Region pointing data
------------------------------------------------------------------------

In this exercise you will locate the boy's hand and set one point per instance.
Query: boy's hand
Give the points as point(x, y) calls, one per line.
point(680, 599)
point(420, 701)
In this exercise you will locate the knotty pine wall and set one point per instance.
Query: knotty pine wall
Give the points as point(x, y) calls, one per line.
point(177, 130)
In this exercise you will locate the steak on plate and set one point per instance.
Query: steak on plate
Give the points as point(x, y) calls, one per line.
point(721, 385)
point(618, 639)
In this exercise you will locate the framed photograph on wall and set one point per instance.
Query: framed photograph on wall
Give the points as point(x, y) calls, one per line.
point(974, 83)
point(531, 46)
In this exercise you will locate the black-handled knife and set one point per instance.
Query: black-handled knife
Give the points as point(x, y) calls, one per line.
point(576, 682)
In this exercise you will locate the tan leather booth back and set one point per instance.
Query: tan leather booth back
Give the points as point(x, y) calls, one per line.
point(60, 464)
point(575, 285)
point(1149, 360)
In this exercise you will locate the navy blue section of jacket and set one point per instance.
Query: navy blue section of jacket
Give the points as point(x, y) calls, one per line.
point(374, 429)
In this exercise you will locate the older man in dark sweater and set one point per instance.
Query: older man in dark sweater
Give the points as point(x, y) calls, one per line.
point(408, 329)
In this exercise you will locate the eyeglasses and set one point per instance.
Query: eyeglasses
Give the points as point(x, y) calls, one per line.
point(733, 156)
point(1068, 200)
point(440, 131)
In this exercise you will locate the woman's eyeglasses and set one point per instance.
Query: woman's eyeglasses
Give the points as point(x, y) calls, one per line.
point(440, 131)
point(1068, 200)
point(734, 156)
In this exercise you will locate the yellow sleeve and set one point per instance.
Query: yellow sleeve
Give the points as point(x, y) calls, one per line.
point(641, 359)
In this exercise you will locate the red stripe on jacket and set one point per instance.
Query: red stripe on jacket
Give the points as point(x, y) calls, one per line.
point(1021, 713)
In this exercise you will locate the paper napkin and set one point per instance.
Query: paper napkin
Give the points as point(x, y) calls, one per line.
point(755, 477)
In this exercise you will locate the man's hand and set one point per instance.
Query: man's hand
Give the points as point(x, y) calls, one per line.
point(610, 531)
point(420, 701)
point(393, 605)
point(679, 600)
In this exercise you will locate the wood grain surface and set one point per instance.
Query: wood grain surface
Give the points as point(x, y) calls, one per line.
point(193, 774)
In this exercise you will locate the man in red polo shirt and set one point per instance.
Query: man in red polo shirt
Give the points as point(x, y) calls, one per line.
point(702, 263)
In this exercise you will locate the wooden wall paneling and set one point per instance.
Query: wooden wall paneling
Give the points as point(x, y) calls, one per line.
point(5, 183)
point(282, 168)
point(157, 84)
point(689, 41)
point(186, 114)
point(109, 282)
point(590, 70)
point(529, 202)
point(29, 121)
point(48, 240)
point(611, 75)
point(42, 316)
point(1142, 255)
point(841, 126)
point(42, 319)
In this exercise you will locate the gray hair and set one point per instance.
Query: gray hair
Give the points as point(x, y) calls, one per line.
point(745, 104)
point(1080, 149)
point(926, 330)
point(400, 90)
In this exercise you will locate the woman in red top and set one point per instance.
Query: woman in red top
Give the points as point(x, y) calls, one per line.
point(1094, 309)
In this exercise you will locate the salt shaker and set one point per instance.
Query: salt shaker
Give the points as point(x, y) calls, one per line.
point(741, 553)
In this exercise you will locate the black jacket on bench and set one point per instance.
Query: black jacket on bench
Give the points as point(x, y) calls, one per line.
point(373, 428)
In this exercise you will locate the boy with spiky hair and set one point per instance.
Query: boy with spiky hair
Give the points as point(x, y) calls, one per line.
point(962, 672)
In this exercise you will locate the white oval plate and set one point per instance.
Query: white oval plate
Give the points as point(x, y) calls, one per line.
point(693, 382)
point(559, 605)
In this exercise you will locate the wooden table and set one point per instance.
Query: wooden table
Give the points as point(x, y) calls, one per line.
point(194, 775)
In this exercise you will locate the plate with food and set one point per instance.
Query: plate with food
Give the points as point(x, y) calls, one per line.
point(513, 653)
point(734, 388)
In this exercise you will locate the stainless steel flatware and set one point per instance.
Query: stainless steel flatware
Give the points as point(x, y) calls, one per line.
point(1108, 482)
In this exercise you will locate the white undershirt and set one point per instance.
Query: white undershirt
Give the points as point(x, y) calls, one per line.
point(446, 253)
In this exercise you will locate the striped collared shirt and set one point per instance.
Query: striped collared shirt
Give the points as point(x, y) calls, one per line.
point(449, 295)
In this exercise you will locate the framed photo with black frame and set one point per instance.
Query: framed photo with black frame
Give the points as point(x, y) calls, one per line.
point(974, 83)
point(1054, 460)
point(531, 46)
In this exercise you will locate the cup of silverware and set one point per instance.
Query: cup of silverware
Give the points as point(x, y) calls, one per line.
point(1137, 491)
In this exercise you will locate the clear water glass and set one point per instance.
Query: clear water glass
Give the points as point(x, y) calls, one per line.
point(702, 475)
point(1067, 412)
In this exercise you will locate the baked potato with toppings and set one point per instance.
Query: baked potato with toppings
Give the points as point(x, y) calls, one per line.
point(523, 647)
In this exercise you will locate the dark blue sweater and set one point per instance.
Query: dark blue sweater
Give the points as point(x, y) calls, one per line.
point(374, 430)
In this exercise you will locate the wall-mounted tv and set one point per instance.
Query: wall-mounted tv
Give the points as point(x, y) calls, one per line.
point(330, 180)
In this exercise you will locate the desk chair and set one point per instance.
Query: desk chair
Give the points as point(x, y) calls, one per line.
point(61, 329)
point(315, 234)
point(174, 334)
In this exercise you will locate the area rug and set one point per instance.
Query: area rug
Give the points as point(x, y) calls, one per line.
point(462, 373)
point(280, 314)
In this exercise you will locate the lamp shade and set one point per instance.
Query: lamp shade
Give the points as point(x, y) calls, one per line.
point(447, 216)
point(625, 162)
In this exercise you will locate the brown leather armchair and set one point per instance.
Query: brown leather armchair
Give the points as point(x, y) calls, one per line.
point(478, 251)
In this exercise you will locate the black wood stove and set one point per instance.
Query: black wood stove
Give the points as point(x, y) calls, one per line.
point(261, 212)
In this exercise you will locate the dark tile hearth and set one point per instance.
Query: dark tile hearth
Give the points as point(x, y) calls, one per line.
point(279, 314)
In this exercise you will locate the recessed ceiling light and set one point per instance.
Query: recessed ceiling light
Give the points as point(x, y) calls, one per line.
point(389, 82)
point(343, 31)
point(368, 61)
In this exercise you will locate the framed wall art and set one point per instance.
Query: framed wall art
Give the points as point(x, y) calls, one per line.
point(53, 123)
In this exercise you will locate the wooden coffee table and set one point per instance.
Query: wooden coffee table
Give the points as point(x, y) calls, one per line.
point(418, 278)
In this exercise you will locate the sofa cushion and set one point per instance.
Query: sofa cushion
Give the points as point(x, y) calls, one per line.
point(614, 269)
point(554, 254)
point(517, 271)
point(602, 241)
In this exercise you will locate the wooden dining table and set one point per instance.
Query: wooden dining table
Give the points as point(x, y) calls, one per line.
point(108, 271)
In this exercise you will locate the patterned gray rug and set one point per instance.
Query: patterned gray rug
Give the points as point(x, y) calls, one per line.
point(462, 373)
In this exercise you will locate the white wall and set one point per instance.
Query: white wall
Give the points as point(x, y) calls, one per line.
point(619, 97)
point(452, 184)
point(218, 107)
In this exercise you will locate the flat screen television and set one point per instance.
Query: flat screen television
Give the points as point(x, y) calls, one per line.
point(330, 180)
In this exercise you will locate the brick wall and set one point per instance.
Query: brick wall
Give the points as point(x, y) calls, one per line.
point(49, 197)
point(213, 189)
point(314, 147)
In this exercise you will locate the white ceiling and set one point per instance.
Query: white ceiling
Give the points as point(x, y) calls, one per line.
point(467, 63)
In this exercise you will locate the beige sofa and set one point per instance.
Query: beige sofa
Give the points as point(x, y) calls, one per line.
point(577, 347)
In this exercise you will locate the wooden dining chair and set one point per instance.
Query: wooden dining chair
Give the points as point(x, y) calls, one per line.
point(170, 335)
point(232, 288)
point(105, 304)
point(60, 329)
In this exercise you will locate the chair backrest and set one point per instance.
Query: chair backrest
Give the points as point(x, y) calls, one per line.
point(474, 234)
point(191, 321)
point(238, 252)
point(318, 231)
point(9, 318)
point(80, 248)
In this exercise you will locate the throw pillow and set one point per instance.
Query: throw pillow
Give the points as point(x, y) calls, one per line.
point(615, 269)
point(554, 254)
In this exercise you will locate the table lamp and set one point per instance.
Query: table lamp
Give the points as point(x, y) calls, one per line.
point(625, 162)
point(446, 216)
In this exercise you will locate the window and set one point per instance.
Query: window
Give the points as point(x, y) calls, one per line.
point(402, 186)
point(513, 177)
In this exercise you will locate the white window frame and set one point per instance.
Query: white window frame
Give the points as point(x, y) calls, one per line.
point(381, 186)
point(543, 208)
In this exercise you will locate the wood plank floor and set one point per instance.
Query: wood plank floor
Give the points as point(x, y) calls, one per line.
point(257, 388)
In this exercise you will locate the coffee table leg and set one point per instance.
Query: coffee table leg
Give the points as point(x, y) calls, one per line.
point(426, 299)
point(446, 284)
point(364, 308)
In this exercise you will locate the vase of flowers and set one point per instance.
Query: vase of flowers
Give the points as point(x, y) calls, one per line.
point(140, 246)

------------------------------------------------------------------------

▸ YOUR OBJECTIVE
The lines above that hold the string "polo" are to be located and copied.

▸ EXERCISE OUTPUT
In this exercise you will locate the man in red polo shirt and set one point per instance.
Query: man in red polo shirt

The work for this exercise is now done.